▸ RAW RECORDS:
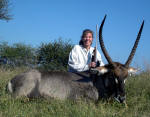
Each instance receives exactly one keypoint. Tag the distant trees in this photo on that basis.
(17, 54)
(4, 10)
(51, 56)
(54, 56)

▸ WHAT YOU HAVE TO DO: Rewrite the items above with "distant trees" changed to "trees in the background", keeping everything else the same. Omit the pictures from your answer.

▸ RESPONSE FOR THIS EXERCISE:
Each instance receives exactly one keypoint. Tag the trees in the background in this photo on that basis.
(17, 54)
(4, 10)
(51, 56)
(54, 56)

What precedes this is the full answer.